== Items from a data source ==

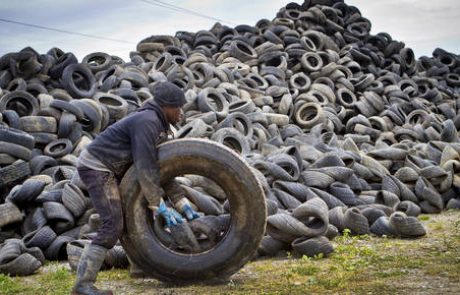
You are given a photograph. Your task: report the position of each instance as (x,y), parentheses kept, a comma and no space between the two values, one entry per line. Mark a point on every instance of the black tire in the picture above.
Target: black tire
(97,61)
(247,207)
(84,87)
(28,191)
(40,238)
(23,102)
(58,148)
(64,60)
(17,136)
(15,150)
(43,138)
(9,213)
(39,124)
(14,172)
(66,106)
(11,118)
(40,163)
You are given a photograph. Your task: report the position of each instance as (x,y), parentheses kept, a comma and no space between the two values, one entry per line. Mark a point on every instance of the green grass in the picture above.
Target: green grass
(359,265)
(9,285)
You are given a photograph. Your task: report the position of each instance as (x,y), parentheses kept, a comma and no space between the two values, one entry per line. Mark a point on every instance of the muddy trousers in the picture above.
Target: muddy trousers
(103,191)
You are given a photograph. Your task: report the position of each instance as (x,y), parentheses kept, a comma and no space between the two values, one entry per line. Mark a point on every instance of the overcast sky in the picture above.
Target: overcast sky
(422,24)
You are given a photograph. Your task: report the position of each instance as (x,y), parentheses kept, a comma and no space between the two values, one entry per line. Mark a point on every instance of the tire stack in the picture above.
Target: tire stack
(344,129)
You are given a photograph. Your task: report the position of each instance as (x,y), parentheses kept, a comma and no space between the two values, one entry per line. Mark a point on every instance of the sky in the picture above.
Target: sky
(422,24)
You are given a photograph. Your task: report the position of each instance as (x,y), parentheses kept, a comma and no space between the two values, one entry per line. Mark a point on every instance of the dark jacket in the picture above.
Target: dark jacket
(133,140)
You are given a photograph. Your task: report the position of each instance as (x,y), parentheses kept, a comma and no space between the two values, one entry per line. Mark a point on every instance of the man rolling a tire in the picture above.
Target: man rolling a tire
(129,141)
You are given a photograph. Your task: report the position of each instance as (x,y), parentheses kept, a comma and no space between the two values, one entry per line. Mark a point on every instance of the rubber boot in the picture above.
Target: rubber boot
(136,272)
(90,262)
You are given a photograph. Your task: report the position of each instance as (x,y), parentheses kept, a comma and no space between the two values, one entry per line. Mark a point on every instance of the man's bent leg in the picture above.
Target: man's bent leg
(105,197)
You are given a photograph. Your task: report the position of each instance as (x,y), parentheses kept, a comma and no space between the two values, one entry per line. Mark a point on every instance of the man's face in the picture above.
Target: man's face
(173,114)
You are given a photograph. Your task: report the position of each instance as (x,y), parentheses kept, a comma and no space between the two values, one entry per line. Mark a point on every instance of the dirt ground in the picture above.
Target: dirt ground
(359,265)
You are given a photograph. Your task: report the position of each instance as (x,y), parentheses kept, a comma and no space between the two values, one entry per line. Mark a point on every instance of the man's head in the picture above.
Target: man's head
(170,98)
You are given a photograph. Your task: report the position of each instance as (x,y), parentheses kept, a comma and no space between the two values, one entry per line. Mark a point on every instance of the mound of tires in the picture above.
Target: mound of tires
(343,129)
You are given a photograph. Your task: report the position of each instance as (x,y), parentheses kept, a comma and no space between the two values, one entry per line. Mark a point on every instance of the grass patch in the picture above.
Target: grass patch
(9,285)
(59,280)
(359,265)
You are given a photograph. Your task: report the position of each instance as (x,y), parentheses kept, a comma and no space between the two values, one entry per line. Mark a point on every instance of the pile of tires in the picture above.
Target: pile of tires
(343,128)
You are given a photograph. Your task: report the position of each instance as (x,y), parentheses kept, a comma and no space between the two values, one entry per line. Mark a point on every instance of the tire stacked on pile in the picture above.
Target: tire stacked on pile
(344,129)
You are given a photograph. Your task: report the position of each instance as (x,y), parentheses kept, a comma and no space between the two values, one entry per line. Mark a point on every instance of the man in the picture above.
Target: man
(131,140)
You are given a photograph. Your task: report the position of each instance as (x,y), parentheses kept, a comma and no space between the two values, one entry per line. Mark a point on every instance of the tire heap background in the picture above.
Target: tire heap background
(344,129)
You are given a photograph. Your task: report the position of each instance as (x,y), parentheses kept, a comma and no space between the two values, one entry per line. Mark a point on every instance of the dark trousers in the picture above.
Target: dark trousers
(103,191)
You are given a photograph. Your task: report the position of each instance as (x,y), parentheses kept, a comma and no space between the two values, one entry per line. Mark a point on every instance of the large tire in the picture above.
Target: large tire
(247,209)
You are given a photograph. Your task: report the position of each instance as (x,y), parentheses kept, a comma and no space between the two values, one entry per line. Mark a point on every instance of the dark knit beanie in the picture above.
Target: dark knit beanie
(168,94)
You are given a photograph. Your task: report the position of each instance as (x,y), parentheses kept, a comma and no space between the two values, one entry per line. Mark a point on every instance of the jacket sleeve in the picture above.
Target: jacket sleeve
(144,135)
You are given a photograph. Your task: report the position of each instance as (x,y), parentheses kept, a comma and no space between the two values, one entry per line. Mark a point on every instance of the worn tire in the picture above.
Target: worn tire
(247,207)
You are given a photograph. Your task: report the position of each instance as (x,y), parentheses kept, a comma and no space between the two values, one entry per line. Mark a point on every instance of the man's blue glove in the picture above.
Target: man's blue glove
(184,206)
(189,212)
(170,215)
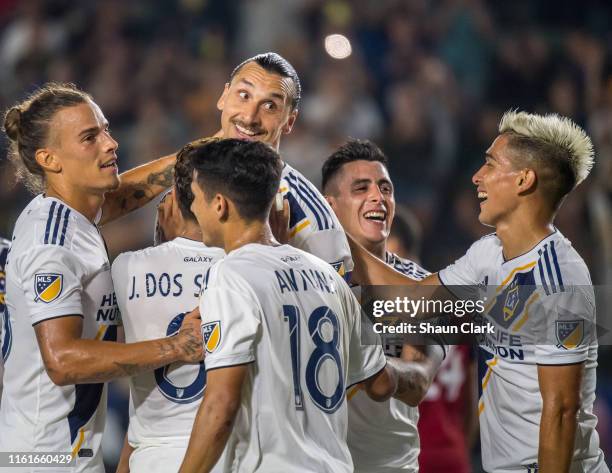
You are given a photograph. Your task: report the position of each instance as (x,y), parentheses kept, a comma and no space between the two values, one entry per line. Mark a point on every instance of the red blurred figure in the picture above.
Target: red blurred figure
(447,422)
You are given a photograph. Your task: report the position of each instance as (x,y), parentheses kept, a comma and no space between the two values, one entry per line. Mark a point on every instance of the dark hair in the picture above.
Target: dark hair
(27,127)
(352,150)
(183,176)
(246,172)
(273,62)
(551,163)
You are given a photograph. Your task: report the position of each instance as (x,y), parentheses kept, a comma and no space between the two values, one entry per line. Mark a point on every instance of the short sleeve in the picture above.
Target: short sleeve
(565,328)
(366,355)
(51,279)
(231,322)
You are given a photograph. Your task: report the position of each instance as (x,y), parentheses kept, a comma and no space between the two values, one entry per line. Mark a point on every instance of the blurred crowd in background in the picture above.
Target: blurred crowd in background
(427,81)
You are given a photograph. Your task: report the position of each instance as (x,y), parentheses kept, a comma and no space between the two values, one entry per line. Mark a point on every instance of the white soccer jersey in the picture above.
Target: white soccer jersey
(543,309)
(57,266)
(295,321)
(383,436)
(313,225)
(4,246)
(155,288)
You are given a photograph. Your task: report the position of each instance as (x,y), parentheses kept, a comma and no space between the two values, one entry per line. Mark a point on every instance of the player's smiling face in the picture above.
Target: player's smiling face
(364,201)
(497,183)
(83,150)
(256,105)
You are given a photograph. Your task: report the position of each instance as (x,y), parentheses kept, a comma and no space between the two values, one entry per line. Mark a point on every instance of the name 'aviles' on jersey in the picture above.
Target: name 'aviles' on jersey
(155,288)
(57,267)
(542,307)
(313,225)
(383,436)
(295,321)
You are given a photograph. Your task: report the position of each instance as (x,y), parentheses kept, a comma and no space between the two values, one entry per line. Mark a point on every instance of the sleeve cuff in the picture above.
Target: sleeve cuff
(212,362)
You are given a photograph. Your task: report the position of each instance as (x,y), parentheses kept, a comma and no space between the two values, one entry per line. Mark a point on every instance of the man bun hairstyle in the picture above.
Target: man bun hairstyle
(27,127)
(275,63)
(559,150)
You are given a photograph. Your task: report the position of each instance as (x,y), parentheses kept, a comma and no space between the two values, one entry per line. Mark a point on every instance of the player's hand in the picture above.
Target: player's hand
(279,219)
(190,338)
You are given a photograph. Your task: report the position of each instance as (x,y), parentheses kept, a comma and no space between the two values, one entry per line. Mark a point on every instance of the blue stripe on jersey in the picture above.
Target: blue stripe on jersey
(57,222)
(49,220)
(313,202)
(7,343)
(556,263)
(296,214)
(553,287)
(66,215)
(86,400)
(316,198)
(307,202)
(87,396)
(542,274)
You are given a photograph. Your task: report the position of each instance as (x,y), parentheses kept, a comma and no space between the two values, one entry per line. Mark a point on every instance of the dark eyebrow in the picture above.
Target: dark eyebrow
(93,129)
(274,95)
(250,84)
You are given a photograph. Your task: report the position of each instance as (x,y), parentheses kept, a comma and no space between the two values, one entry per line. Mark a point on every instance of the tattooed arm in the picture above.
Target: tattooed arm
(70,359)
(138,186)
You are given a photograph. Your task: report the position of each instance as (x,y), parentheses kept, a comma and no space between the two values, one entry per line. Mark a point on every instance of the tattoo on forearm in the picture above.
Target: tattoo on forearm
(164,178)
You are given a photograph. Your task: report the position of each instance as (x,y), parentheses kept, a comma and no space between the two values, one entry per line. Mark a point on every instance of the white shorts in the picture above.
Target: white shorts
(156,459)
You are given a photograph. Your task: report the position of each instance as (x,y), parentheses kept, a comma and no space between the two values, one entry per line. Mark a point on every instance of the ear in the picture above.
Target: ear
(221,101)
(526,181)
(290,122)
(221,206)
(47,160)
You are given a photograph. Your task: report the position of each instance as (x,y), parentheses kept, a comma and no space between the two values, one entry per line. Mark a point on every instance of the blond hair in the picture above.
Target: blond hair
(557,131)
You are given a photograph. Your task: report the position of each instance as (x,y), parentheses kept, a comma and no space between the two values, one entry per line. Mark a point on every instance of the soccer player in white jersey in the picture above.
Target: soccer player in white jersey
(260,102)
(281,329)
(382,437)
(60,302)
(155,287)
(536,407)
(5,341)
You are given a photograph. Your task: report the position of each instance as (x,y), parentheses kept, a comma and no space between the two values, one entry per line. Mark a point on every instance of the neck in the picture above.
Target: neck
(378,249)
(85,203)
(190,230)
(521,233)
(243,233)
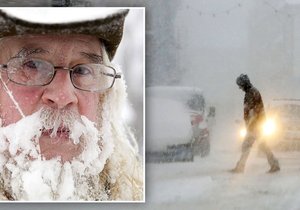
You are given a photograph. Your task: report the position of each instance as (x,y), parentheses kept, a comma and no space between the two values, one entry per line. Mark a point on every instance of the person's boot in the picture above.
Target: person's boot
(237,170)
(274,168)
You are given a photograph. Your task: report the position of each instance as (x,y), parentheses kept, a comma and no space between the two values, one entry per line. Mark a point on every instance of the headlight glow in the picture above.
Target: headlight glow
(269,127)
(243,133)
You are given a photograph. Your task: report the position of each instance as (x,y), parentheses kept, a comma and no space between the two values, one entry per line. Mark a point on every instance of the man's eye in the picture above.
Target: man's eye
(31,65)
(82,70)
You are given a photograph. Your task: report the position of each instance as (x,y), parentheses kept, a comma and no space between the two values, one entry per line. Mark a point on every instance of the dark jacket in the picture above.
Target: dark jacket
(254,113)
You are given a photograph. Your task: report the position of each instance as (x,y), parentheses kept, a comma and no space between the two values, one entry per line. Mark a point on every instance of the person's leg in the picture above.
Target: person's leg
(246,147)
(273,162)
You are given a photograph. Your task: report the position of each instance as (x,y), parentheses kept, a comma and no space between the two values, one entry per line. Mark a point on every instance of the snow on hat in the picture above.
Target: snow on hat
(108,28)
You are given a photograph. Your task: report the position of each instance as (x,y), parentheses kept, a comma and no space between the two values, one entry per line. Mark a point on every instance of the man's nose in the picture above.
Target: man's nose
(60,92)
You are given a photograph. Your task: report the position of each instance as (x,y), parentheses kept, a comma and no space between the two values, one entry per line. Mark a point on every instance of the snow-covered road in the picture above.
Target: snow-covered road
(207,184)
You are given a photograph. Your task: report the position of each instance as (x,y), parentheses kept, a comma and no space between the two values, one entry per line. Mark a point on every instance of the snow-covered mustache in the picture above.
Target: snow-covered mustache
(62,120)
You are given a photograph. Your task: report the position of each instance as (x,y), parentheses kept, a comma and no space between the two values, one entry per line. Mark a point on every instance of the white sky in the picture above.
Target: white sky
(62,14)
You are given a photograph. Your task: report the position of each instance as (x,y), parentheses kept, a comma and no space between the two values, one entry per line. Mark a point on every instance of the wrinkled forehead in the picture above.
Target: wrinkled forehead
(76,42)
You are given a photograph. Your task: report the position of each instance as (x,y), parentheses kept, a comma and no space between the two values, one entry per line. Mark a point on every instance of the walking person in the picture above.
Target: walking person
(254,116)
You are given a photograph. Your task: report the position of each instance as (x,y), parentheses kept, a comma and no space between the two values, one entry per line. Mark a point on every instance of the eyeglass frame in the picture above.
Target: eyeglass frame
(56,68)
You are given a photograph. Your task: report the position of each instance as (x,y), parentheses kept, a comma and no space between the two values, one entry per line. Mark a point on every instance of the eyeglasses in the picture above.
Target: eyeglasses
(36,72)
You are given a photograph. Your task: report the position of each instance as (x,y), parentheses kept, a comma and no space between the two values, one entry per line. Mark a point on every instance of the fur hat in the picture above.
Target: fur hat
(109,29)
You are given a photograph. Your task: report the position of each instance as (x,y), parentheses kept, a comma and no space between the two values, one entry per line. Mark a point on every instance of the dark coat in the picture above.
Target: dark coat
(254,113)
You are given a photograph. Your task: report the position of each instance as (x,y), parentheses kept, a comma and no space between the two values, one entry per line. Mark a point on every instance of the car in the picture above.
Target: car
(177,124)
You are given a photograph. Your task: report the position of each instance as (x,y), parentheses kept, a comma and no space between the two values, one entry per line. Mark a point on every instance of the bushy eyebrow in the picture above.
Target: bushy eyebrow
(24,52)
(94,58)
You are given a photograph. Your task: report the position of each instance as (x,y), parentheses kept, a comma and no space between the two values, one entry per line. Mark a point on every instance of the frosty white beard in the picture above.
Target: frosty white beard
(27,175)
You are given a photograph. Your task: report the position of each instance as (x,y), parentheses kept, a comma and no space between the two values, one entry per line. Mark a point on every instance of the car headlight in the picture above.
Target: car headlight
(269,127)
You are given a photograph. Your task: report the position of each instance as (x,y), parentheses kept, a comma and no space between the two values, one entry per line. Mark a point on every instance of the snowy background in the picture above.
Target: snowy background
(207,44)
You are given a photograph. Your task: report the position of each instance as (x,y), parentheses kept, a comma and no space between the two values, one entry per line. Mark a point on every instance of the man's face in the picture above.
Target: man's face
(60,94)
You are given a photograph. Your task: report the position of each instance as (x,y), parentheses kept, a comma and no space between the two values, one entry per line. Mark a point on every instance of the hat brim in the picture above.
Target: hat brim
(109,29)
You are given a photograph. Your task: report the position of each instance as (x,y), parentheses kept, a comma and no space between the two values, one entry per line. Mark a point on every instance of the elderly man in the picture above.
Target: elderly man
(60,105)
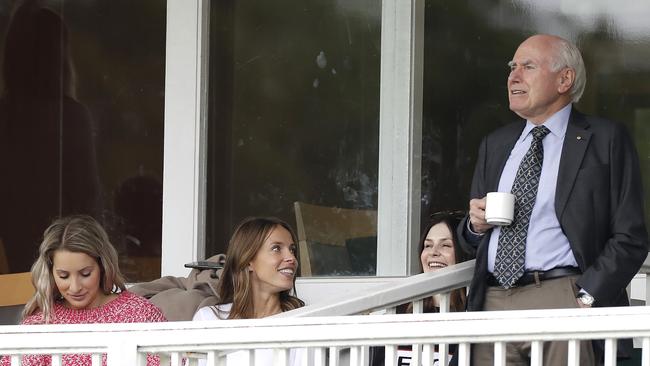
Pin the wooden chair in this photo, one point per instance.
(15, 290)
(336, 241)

== Exercise ==
In the data above, find the line with "bushy eyebrow in the picture above." and repeat it and every line after it through the end, exactly; leave the pictures out.

== Answer to this problem ==
You are given a photograph. Your task: report the position of each instance as (x,y), parentheses kept, a comma and no space between the two values, one entry per line. Mark a point on every instance of the bushy eyebrow in the picture above.
Target: bushy eyebrow
(24,52)
(94,58)
You are given a photograph. Your task: report the position of each instance as (x,y), parentheses kept, a comma and no space between the two values, one entry per line. Mark a point on every instance of the frosty white beard in the picture above.
Target: frosty white beard
(27,175)
You are given a photograph. Your task: report the position of each instance as (x,y), parentheses kept, a comma and no space between the two values, one entry per line. Mark a point on every instance of the car headlight in the picture above.
Target: car headlight
(269,127)
You are given a photograph. Your task: report the position of each instance as (x,y), parentheses kept, a comma and no space between the two values, one entry per line. Mark a point on every instance of the snowy background in the picture above.
Target: snowy background
(207,44)
You are given a photograph. Your task: report the position of each instance as (x,y), parentheses kept, a comma and no space between the two values, one entry per line. Mark a point on every instance of the man's face in the picture above.
Target: man's face
(60,94)
You are given a photograph. Your task: report the position of each instance as (x,y), parentheses kept, a comma and no space between the two values, one entry per line. Mark a point on every instance of the hat brim in the picture above.
Target: hat brim
(109,29)
You are given a photograph. Your task: report the position of each instance as (x,y), parentheses kept, a comma and no space between the two values, one entry per line. Mark a point on every instance of the elderly man in the picture above.
Target: elderly man
(60,105)
Pin the wooden chair in this photo, one point per instance.
(15, 290)
(336, 241)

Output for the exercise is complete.